## PROBLEM TO SOLVE
The required output is the line that contains "Query: yellow protest banner" and every line after it, each written out exactly, up to the end of the entries.

*** Begin section ***

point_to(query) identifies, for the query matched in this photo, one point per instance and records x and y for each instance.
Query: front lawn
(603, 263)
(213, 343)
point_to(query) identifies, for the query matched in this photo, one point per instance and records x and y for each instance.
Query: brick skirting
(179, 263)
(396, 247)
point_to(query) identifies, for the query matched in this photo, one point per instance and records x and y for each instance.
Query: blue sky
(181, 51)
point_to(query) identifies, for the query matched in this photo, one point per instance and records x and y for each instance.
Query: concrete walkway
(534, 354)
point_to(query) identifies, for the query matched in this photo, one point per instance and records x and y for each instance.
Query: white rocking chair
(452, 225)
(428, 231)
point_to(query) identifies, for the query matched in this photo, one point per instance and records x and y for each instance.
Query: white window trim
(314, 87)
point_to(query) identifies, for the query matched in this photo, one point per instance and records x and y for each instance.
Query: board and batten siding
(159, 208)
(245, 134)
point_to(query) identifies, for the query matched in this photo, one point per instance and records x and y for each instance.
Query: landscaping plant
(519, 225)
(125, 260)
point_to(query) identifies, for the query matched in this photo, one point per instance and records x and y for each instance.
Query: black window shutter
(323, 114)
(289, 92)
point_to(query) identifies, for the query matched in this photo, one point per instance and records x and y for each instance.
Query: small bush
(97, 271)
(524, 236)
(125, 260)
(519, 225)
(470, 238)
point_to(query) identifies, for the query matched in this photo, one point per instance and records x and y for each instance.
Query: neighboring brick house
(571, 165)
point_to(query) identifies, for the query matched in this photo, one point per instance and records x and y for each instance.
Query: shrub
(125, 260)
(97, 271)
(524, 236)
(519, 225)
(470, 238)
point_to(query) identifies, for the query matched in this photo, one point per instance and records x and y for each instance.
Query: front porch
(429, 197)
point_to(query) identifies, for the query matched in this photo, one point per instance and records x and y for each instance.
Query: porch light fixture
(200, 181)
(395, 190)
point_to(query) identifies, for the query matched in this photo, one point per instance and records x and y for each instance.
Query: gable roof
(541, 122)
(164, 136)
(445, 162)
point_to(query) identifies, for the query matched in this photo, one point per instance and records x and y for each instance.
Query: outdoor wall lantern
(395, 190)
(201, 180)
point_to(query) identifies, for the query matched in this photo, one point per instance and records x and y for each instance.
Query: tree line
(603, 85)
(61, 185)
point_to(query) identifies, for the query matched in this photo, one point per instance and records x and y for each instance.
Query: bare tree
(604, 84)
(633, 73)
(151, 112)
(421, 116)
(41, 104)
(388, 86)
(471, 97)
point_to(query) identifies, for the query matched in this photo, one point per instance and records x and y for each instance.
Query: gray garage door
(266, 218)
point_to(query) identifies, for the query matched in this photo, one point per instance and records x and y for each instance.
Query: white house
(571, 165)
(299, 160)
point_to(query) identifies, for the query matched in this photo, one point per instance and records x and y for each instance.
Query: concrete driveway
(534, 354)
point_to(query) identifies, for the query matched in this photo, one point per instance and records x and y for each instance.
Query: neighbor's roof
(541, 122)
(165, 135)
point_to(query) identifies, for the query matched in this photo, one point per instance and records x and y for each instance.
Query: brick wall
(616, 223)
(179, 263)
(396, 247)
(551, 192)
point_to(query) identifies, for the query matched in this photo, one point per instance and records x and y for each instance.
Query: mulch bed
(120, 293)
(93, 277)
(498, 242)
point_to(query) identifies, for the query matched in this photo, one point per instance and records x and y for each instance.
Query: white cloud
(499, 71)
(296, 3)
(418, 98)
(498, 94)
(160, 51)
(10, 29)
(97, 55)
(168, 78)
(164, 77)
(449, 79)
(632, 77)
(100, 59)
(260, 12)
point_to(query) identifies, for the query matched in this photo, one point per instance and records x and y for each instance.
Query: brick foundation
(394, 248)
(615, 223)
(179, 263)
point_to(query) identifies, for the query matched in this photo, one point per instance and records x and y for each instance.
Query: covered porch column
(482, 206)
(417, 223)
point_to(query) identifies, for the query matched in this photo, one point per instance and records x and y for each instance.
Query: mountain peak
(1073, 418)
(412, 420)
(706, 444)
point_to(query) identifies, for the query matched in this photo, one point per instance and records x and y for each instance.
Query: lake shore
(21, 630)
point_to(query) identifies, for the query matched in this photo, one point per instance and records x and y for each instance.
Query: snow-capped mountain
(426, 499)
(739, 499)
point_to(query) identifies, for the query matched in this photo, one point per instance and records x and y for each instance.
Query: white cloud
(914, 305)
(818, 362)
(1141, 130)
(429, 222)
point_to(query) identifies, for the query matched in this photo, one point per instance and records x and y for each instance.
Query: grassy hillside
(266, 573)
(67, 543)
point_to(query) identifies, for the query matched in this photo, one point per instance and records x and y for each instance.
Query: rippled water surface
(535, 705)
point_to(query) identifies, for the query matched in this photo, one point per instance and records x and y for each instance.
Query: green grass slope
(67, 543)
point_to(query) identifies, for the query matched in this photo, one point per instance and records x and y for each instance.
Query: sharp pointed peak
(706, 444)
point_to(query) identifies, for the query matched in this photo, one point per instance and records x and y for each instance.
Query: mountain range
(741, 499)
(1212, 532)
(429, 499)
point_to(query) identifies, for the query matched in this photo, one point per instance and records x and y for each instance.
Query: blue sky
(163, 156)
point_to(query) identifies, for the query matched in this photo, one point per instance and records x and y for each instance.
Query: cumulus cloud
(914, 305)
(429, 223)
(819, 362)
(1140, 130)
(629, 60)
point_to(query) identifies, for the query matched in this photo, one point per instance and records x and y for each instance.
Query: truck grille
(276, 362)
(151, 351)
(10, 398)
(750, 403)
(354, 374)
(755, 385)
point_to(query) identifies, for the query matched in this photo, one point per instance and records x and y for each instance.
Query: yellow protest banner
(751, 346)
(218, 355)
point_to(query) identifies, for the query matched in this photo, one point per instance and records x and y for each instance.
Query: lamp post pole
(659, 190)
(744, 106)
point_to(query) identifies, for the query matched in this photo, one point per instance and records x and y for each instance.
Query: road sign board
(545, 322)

*** End section ***

## ANSWER SECTION
Query: yellow protest banner
(751, 346)
(218, 355)
point_to(query) identifies, for the query matched in this photo, one point per instance and records x and y for each instance.
Query: lamp post pole
(659, 190)
(744, 106)
point_to(query) identifies, for the query matched in this photo, one point per instance and records x and y for each instance.
Query: road sign board
(545, 322)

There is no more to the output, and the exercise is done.